Exercise aim: Without skipping anything, transcribe the listing that follows.

⁂

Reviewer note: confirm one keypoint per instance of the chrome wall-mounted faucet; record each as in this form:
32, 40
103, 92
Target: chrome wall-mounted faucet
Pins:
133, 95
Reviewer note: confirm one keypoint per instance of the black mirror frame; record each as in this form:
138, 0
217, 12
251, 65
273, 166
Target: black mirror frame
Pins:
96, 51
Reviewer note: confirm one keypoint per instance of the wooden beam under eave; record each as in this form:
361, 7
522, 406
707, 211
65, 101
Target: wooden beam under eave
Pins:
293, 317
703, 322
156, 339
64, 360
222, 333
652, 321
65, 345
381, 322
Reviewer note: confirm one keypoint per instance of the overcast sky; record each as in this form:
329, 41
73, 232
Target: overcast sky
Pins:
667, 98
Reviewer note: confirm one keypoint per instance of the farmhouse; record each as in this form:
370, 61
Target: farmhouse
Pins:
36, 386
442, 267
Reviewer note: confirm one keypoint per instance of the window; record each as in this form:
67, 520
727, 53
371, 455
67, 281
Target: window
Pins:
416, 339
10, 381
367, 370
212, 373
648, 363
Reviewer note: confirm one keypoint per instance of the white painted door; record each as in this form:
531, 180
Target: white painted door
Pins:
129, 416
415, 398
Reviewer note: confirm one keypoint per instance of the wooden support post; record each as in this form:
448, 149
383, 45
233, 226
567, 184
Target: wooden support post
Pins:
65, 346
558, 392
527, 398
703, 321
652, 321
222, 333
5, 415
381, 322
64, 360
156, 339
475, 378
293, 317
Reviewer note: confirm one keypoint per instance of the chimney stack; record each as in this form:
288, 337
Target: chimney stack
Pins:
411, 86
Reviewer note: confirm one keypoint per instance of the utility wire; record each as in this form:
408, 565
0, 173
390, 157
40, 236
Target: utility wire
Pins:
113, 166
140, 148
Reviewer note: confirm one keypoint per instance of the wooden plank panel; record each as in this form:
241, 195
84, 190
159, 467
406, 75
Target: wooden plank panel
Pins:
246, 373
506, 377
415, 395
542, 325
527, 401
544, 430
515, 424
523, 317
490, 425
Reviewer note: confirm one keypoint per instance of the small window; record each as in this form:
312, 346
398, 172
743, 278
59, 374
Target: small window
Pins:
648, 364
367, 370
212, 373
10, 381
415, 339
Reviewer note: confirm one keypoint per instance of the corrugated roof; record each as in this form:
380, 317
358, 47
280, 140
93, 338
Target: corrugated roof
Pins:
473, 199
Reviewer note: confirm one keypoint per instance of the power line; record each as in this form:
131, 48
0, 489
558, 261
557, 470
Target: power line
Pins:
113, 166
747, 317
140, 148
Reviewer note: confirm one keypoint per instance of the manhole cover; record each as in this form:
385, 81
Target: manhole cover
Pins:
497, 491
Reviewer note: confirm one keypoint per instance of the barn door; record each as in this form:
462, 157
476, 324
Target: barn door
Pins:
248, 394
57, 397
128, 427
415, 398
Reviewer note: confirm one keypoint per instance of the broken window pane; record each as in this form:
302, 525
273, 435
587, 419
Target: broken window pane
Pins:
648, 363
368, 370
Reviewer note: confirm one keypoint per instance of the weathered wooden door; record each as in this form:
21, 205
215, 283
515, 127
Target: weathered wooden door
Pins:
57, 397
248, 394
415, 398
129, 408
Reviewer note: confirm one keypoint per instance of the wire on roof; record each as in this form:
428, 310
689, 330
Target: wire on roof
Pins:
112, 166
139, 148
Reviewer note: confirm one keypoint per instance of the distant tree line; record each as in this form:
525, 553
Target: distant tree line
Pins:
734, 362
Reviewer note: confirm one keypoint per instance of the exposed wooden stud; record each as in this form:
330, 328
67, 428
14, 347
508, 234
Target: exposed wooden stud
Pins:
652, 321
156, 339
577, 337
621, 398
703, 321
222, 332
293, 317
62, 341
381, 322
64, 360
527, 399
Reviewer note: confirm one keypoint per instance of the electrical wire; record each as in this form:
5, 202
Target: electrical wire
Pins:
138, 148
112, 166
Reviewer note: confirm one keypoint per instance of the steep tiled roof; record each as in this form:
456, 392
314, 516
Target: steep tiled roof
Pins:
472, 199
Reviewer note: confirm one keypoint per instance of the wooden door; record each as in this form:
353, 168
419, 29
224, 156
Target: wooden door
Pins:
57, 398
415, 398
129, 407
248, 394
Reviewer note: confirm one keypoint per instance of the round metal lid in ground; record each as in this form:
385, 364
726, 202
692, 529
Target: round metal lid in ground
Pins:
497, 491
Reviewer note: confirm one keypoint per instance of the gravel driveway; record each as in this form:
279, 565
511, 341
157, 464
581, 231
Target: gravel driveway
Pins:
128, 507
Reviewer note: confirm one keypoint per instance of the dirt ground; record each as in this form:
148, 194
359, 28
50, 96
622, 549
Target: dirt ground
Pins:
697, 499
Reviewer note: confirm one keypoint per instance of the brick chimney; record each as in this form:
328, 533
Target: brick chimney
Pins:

⁂

Problem solution:
Reviewer note: confirm one keypoint per instance of the chrome wall-mounted faucet; record each as in this form:
32, 40
103, 92
Target: chrome wall-mounted faucet
Pins:
133, 95
Reviewer note: confirm one keypoint per instance of the black mirror frame; record each as in this form:
138, 0
217, 12
251, 65
273, 166
Target: black mirror frame
Pins:
96, 51
Reviewer note: confirm one keypoint per instance of the wooden beam under eave; record each as in this form:
361, 7
522, 406
707, 211
65, 101
Target: wooden beam under eave
Pins:
293, 317
703, 322
156, 339
64, 360
222, 333
652, 321
65, 345
381, 322
Reviewer note: confirm one keypoint per instance of the overcast sky; record each as in this form:
329, 41
73, 232
Target: overcast sky
Pins:
667, 98
Reviewer note: confirm one keypoint per instance of the farmhouse; record each as in this form:
370, 61
Target: farmhouse
Pins:
36, 386
442, 267
Reviewer note: confirm one keypoint per instance of the window; record each as in this form:
67, 520
727, 53
371, 455
67, 281
Target: window
Pins:
416, 339
10, 381
367, 370
212, 373
648, 363
Reviewer note: confirm one keypoint per instance of the white painted door; record each as in this form:
531, 180
Target: white painted door
Pins:
129, 416
415, 398
Reviewer note: confirm one keypoint per instance of the wooden support post; record each as in this form:
448, 149
383, 45
233, 226
567, 184
Target: wooden support post
Pins:
65, 346
558, 392
527, 398
703, 321
652, 321
222, 333
5, 415
381, 322
64, 360
156, 339
475, 378
293, 317
Reviewer note: confirm one keypoint per instance of the chimney stack; record each as in this form:
288, 337
Target: chimney stack
Pins:
411, 86
Reviewer note: confirm one keypoint per instance of the utility wire; record each as in this form:
408, 565
0, 173
390, 157
40, 236
Target: utility wire
Pins:
113, 166
140, 148
Reviewer note: confirm one keypoint per instance of the wooden plank panel; record each as in this form:
241, 195
84, 190
159, 467
406, 75
Target: wooden plank panel
Pins:
246, 373
506, 377
415, 395
542, 325
527, 401
544, 430
515, 424
523, 317
490, 425
Reviewer note: confirm one keypoint per instance of the small window; record each as in this form:
312, 346
398, 172
743, 278
59, 374
Target: small window
Pins:
648, 364
367, 370
212, 373
10, 381
415, 339
Reviewer note: confirm one keypoint per instance of the corrugated roof; record each as in this form:
380, 317
358, 47
280, 140
93, 338
Target: corrugated roof
Pins:
473, 199
Reviewer note: confirm one keypoint per instance of the power line; record each as in this form:
131, 48
0, 489
558, 261
557, 470
Target: power line
Pins:
113, 166
747, 317
140, 148
Reviewer note: confirm one keypoint per instance of the manhole cover; record each as in this form:
385, 81
Target: manhole cover
Pins:
497, 491
Reviewer note: confirm one keypoint per instance of the barn door; record each as in this form:
462, 157
476, 324
Target: barn door
Pins:
248, 394
57, 397
128, 427
415, 398
Reviewer note: confirm one keypoint per instance of the broken window pane; record each as in this form:
302, 525
273, 435
587, 419
Target: broken window pane
Pins:
648, 363
368, 370
Reviewer note: confirm one keypoint per instance of the weathered wooden door; record each as in this form:
21, 205
215, 283
515, 127
Target: weathered wooden door
Pins:
57, 397
248, 394
415, 398
129, 408
Reviewer note: confirm one keypoint per instance of the wire on roof; record each as in this form:
428, 310
689, 330
Target: wire on roof
Pins:
112, 166
139, 148
Reviewer note: confirm one keypoint per instance of the distant tree line; record each as in this form:
525, 553
Target: distant tree line
Pins:
734, 362
Reviewer note: confirm one keypoint per instance of the exposed wooden stud; record each as in this form:
330, 328
67, 428
14, 347
508, 234
Target: exposed wooden stud
Pins:
652, 321
156, 339
577, 337
621, 398
703, 321
222, 332
293, 317
62, 341
381, 322
64, 360
527, 399
Reviewer note: confirm one keypoint per instance of the electrical wire; record each as in this form:
5, 202
Target: electrical wire
Pins:
138, 148
112, 166
Reviewer note: confirm one keypoint per instance of the steep tiled roof; record each as in this form:
456, 392
314, 516
Target: steep tiled roof
Pins:
472, 199
Reviewer note: confirm one keypoint per instance of the wooden door; record each as in this form:
353, 168
419, 29
224, 156
Target: wooden door
Pins:
57, 398
415, 398
129, 407
248, 394
Reviewer note: confirm one keypoint per instance of the round metal lid in ground; record each as in this form:
385, 364
726, 202
692, 529
Target: round metal lid in ground
Pins:
497, 491
Reviewer note: confirm one keypoint per instance of the gravel driveway; record each as in this form:
279, 565
511, 341
157, 464
581, 231
Target: gravel driveway
Pins:
128, 507
Reviewer note: confirm one keypoint per instance of the dirt ground; record each as in this form:
148, 194
359, 28
50, 96
622, 549
Target: dirt ground
Pins:
697, 499
Reviewer note: confirm one keypoint per instance of the brick chimney; record each as in this form:
328, 533
Target: brick chimney
Pins:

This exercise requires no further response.